• Task details
Locate each line of the material below that contains the word "book" and copy those lines out in full.

══ Information shown ══

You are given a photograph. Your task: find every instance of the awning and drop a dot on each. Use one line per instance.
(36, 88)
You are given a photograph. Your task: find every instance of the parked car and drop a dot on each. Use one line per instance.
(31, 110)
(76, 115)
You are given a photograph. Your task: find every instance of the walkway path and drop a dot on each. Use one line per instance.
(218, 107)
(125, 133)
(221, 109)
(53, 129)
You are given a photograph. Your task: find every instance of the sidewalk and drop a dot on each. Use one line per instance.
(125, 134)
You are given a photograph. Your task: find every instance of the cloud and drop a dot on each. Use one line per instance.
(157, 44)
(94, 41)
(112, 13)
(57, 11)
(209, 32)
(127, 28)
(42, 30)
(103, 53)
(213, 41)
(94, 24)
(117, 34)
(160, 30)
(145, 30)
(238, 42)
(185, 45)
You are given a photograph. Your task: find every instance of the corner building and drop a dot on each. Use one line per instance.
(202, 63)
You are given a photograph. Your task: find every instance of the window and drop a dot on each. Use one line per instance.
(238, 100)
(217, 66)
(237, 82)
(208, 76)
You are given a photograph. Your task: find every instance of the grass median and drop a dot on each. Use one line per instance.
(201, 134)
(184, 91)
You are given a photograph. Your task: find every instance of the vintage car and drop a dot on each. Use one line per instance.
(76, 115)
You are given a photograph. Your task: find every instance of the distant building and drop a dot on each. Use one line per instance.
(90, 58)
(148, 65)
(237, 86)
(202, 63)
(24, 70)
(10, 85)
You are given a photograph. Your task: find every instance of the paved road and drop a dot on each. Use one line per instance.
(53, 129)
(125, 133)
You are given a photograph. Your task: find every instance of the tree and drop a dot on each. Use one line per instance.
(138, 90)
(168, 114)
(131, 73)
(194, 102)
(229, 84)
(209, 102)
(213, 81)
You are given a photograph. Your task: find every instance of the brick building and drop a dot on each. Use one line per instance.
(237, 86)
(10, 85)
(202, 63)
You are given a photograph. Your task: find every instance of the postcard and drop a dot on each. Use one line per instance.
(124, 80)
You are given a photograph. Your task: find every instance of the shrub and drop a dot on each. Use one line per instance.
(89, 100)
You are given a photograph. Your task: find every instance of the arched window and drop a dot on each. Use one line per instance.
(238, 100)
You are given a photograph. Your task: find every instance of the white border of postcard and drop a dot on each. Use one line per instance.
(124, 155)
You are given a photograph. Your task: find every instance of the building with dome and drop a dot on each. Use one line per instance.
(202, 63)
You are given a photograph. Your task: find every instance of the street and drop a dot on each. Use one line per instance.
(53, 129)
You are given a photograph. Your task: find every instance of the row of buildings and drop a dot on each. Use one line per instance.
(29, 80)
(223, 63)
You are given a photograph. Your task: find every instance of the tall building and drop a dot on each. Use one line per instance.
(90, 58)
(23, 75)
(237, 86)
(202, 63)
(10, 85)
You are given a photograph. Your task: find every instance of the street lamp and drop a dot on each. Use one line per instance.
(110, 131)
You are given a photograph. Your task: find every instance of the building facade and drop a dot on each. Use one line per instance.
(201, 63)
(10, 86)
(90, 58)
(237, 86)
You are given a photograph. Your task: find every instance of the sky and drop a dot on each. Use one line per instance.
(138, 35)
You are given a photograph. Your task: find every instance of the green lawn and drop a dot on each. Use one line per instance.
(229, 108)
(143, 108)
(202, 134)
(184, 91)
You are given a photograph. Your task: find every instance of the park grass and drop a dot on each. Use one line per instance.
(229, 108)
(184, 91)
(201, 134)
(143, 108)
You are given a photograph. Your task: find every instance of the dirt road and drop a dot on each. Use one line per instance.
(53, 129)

═══
══ Information shown ══

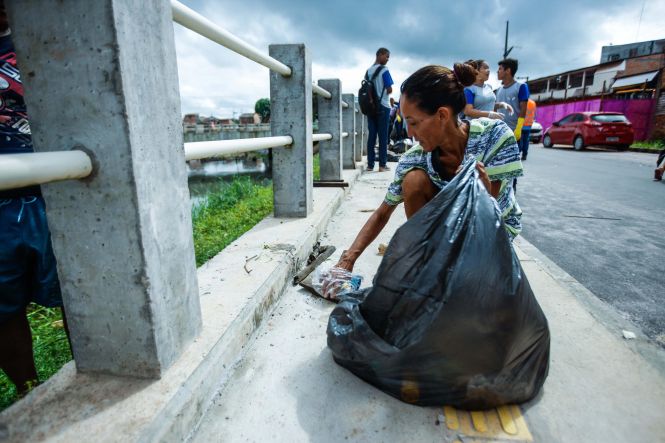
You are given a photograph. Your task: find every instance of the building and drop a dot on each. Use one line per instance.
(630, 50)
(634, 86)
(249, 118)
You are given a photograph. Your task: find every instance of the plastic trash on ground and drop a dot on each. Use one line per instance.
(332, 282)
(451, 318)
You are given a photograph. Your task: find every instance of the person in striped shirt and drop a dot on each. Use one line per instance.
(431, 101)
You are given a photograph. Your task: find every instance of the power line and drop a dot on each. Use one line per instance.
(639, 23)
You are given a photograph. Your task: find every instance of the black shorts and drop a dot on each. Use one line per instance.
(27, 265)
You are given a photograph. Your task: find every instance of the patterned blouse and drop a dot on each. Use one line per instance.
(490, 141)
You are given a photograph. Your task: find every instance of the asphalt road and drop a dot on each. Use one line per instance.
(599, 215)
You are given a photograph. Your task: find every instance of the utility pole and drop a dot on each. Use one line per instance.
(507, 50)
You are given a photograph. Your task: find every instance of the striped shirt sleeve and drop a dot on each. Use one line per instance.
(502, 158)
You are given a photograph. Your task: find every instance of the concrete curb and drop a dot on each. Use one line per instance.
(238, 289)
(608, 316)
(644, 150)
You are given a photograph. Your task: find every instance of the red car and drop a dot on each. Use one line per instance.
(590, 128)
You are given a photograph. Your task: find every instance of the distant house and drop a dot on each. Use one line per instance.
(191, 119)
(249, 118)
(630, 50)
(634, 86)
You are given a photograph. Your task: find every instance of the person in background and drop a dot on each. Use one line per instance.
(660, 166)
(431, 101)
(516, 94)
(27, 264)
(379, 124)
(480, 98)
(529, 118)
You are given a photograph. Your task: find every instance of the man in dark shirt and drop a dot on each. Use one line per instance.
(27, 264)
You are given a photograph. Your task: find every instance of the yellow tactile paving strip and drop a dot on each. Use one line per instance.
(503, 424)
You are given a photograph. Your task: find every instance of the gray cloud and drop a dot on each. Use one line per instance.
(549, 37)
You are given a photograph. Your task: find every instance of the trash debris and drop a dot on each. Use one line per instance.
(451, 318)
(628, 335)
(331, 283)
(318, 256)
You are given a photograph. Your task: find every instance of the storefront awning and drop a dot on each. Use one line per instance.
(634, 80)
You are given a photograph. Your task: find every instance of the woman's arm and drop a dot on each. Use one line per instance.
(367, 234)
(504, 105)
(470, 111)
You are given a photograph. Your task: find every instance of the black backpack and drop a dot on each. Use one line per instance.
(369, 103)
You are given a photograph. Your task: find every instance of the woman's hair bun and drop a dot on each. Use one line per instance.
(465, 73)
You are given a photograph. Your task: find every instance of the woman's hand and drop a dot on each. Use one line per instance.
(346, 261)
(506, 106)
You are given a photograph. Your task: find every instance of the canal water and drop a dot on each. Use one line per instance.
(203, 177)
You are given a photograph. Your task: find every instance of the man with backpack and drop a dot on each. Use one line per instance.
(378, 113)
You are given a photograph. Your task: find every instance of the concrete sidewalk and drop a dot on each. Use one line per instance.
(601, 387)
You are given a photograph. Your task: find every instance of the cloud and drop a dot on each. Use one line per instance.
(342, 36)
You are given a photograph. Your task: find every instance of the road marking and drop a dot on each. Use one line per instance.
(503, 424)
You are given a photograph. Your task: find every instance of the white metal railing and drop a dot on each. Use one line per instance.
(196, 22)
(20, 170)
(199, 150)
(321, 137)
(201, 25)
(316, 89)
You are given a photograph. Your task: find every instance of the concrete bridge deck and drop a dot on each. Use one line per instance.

═══
══ Information shown ══

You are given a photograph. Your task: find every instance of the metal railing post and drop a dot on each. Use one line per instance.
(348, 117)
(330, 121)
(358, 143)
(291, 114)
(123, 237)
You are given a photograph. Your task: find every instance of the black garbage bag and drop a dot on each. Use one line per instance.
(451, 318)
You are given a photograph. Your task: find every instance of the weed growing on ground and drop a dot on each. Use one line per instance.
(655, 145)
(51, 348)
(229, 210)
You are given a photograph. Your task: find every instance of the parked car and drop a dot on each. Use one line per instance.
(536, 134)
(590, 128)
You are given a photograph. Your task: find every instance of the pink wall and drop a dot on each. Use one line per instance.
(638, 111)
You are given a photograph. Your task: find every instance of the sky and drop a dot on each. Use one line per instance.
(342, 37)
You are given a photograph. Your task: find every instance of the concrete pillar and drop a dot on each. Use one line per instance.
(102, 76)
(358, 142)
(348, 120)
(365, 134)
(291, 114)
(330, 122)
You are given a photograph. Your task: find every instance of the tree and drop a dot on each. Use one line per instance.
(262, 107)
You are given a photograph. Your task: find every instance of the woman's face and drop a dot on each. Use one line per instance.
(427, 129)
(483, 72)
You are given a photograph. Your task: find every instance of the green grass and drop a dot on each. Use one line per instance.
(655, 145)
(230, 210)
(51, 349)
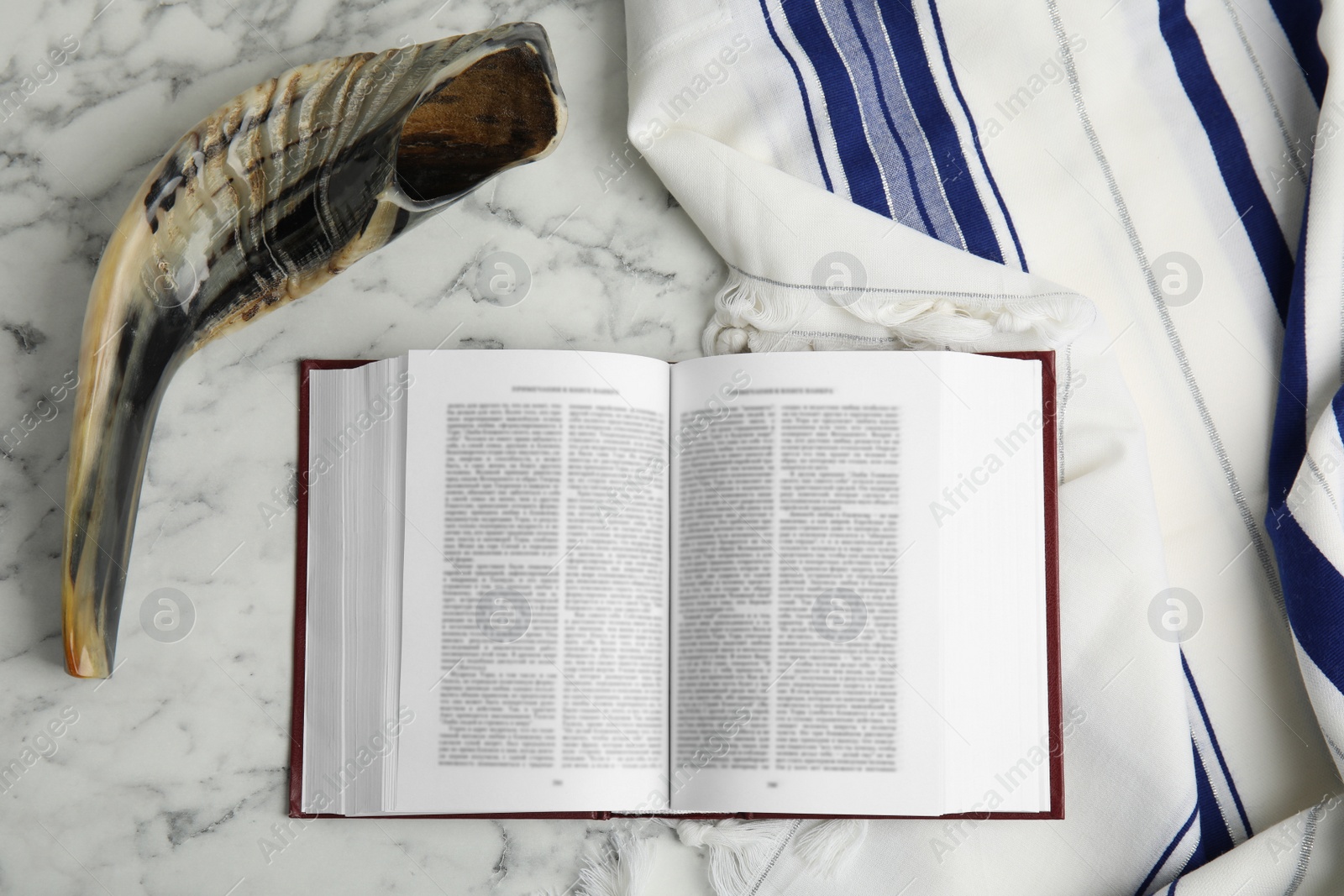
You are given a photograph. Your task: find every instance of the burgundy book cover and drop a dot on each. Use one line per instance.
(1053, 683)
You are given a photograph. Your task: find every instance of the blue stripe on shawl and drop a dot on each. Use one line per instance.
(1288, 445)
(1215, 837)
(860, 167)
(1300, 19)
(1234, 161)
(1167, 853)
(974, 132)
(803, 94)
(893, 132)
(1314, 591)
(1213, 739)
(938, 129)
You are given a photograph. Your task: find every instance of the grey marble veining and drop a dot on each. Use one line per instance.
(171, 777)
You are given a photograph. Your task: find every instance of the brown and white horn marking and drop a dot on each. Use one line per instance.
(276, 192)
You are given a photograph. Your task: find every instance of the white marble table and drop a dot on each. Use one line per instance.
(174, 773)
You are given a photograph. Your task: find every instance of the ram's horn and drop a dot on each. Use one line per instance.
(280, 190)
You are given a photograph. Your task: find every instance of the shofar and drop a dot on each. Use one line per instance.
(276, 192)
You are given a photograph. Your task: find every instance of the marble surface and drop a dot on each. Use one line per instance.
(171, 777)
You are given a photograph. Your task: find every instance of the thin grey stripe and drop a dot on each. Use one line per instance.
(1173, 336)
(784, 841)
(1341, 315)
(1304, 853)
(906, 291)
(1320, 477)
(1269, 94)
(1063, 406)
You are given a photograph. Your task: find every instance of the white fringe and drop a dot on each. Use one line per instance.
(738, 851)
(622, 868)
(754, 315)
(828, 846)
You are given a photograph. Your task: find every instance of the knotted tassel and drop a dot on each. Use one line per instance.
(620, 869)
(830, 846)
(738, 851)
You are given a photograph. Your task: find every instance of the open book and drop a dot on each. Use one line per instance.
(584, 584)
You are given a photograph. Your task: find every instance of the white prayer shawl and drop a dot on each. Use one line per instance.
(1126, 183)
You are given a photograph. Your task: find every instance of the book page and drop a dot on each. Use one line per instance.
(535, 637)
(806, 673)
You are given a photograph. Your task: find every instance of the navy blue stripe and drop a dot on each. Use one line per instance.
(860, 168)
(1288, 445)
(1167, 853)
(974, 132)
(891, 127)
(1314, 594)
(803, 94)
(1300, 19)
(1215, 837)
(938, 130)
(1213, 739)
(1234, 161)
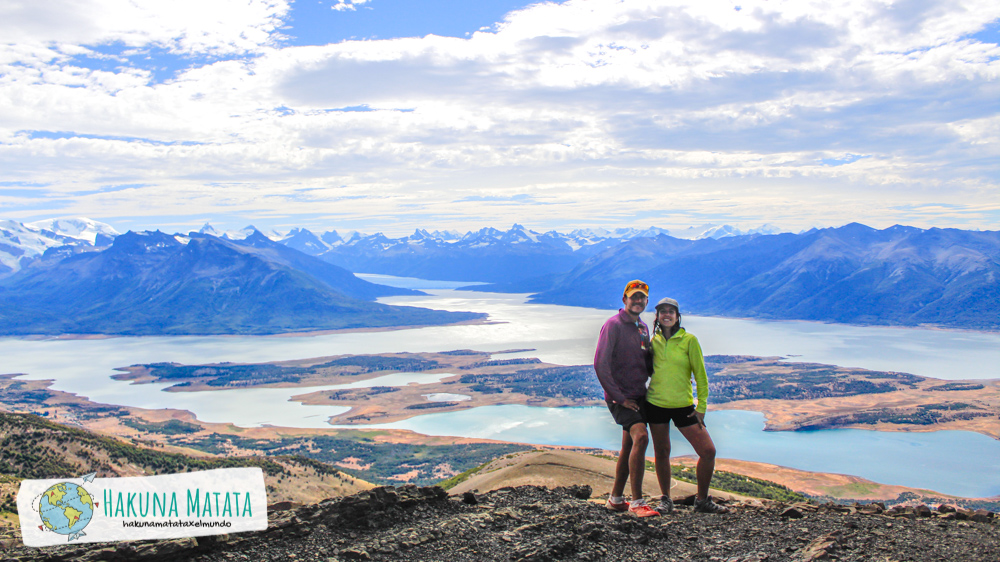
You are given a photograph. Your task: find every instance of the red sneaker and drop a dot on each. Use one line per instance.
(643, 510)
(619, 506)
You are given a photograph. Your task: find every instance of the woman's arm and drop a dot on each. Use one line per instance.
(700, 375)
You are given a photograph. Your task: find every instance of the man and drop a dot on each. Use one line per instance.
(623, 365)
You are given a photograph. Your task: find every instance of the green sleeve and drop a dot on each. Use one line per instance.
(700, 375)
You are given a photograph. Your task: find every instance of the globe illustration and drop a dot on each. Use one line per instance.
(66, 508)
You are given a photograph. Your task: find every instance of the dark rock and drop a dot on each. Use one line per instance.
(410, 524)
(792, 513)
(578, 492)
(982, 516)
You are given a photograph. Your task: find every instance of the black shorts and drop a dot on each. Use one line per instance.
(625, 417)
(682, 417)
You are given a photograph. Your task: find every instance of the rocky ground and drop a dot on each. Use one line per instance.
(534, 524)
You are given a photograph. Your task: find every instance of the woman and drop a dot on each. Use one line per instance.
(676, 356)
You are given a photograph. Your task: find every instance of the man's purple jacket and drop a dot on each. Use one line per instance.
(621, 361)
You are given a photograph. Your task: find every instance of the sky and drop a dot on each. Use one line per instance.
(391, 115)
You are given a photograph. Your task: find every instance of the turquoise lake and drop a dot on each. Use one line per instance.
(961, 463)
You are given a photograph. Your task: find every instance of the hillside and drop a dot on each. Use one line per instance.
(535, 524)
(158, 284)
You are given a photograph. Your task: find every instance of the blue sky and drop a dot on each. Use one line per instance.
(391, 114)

═══

• Problem solution
You are given a photograph. Your task: find every instance of the burgundy book cover and drop a dot on each. Use one line per instance.
You are given a photograph. Your task: find every instance of the open book and drop a dot on each. Use one line per instance.
You are given a photograph. Your task: find every instance of the book page and drop a dot on each. Use one line per instance.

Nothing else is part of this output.